■ Excerpted passage ■
BEGIN

Cohen bristles at the assumption that those who oppose the plan don’t support mental health for kids.
“I think they've done a really good job arguing the need for mental health,” she said.
She says choosing another location could accommodate a bigger, more accessible hospital that could serve more people.
“To the point it’s like, let’s blow this thing out of the water,” she said. “Let's make it 300 beds.”
Michael Garcia, another neighborhood resident, said he also wants more mental health for pediatric patients. But he doesn’t think the plan fits within the neighborhood, and he doesn’t completely buy the argument that the space will be conducive to patient healing.
“This is surrounded on four sides by homes,” he said. “It is not a park. It is not really what they're trying to make it out to be. It’s a residential community. I don't see the vision there. … Frankly, if that was what they were looking for, they're building a hospital on top of it.”
Garcia said in the past, students from the school have trespassed on neighbors’ property. Both he and Cohen discussed an incident last year when adults restrained a child on a neighborhood lawn.
“This isn't something against KVC, and this isn’t something certainly against Children's Hospital,” he said. “It's the nature of the type of facility that is undoubtedly going to have risks.”
KVC and Children’s Hospital say they weren’t connected to the incident last year, but they are aware of problems that have occurred in the past. The new facility will have delayed-open doors, air tags for kids and other security measures in place. They also cite a study they commissioned that shows there won’t be changes to traffic patterns.
Cynthia Rogers, Washington University’s director of child psychiatry and a psychiatrist at Children’s Hospital, said she was disappointed in how some residents have spoken about prospective patients.
“It’s been quite discouraging and disappointing to hear how our patients have been described,” she said. “The way they’re describing them is not the way they would describe a child with any other illness.”
Increased needs
Mental health needs for children and teenagers have increased, particularly since the onset of the coronavirus pandemic, Rogers said.

END

■ Required tasks ■
A: Name every person the news excerpt about the proposed children's mental health hospital identifies by name.
B: Pick up the news excerpt about the proposed children's mental health hospital after its last sentence and write the next few sentences.
None of the material that comes next is needed for this work.

■ Data supplied ■
BEGIN

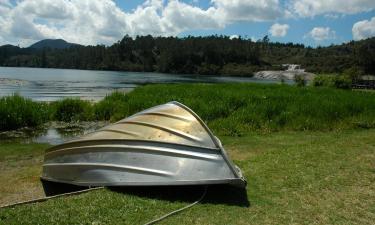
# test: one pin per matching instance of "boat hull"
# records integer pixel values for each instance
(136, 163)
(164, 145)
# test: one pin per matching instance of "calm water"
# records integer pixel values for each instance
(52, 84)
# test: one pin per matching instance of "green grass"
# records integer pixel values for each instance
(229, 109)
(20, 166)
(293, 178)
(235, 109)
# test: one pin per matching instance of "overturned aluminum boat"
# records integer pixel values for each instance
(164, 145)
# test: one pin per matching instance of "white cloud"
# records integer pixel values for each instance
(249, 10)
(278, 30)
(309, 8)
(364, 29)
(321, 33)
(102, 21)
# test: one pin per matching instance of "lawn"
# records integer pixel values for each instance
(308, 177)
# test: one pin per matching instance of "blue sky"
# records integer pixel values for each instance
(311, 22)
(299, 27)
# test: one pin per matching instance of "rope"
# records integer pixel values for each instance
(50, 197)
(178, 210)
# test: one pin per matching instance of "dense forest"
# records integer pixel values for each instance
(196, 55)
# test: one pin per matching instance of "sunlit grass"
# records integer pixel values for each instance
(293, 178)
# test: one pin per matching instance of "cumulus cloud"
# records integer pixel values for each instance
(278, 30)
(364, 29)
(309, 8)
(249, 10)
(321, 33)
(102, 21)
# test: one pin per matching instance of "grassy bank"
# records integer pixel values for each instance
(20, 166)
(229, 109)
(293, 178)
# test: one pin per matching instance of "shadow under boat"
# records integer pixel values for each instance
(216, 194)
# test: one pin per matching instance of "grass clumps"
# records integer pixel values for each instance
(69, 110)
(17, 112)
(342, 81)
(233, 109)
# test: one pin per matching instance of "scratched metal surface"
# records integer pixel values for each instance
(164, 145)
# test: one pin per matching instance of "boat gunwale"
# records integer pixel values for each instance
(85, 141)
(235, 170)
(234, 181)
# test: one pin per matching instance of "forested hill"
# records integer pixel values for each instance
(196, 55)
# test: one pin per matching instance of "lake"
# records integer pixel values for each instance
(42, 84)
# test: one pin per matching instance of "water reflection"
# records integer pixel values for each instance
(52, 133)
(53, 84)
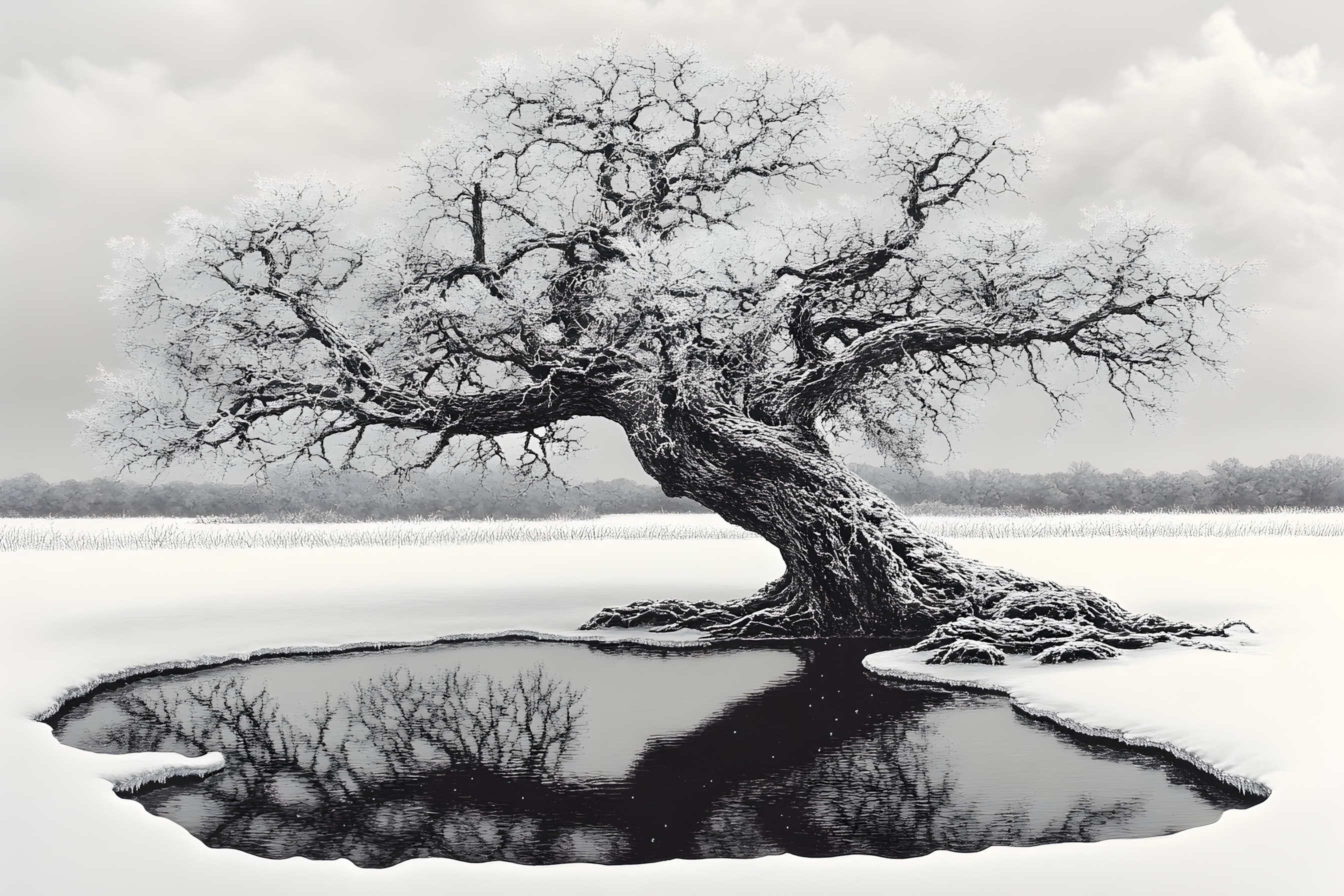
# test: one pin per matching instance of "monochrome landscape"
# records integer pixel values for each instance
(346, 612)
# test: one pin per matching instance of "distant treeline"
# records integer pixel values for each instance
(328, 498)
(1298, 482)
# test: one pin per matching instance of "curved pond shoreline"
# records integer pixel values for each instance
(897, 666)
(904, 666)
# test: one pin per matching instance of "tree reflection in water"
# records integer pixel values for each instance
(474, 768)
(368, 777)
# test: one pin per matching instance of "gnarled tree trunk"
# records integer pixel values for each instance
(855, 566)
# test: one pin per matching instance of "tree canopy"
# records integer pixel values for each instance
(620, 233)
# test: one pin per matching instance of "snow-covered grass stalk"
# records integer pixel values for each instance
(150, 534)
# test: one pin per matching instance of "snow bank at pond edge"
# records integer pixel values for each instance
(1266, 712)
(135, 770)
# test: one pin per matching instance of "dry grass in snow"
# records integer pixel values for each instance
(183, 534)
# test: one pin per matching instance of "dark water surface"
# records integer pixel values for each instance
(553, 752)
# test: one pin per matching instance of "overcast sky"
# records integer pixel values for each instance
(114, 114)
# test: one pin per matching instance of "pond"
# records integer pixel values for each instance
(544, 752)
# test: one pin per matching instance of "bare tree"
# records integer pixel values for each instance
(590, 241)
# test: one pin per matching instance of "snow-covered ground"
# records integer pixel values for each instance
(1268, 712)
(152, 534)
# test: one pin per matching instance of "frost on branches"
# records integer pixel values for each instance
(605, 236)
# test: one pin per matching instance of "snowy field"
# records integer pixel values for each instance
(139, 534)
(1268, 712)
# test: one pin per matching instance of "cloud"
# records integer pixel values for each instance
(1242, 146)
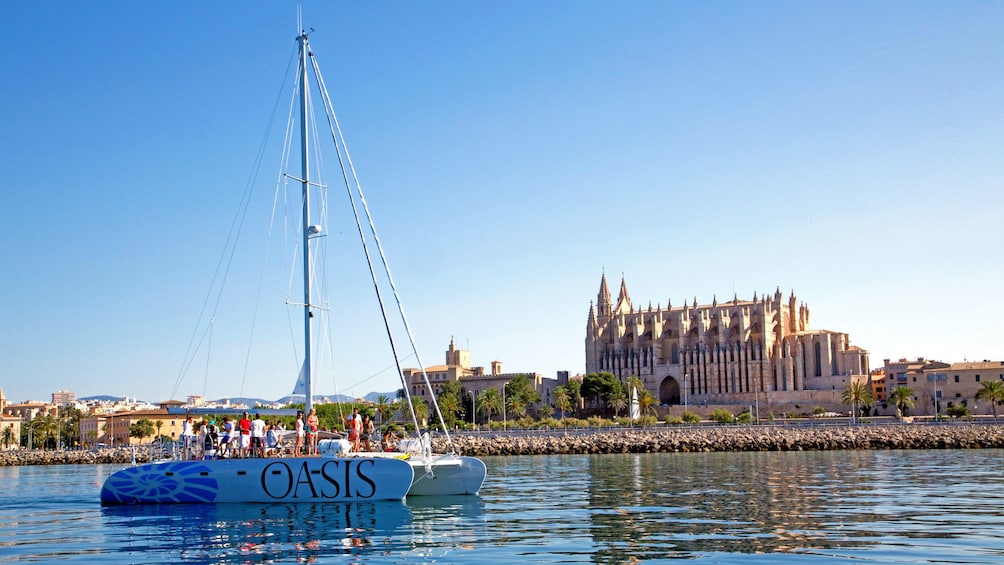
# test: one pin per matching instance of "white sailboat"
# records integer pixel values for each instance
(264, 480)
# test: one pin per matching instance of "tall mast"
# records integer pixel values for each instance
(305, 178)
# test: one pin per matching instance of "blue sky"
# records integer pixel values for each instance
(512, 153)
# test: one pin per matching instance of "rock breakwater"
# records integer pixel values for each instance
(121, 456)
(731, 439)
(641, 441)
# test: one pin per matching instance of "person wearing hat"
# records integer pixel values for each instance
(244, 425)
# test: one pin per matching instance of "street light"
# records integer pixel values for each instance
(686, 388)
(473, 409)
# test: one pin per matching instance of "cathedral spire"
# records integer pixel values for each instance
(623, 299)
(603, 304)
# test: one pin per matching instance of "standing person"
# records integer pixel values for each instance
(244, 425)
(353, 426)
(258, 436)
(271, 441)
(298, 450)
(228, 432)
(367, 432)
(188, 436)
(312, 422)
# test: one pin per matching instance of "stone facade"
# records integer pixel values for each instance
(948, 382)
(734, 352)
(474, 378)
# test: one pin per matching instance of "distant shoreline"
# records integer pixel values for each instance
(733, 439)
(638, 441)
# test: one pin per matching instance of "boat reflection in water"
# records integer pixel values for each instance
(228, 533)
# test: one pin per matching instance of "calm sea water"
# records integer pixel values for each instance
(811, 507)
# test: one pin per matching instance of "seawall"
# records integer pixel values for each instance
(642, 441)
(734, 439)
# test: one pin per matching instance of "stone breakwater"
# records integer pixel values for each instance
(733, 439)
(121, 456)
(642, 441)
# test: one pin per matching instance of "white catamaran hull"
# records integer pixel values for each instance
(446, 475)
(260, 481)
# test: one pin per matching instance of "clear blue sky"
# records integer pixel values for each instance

END

■ Solved problems ■
A: Cohen, Michael Garcia, Cynthia Rogers

B:
“The rates of mental health symptoms and disorders have been increasing so significantly in the population, what had been sufficient 10 years ago is no longer sufficient,” she said.
Children’s Hospital used to log approximately 600 visits to the emergency department each year for behavioral health issues, she said. In 2023, that number had jumped to around 2,000, Rogers said.
For the most part, the patients we’re seeing have depression and suicidal ideation,” she said. “Most of the children … are presenting for suicidal attempts and mood disorders ... aggressive behavior is not what they’re presenting.”
What comes next?
Members of the North Webster Neighborhood Coalition, a nonprofit group concerned with the historical African-American area, are urging the city council to approve the zoning that would allow construction.
Coalition member Connie Evans said representatives from the project have met with the group.
“This project is a wonderful fit for our vision as a kind and caring community,” Evans wrote in an email. “While there have been issues in the past, we put our faith in [Children’s Hospital] to administer a safe and organized facility.”
So far, the project has received support from Webster Grove officials – the city’s Plan Commission late last year voted unanimously to approve it.
Now the future of the 23 acres is in the city council’s hands. A public hearing before the council is set for 7 p.m. Tuesday at city hall.
This story has been updated with comments from a member of the North Webster Neighborhood Coalition.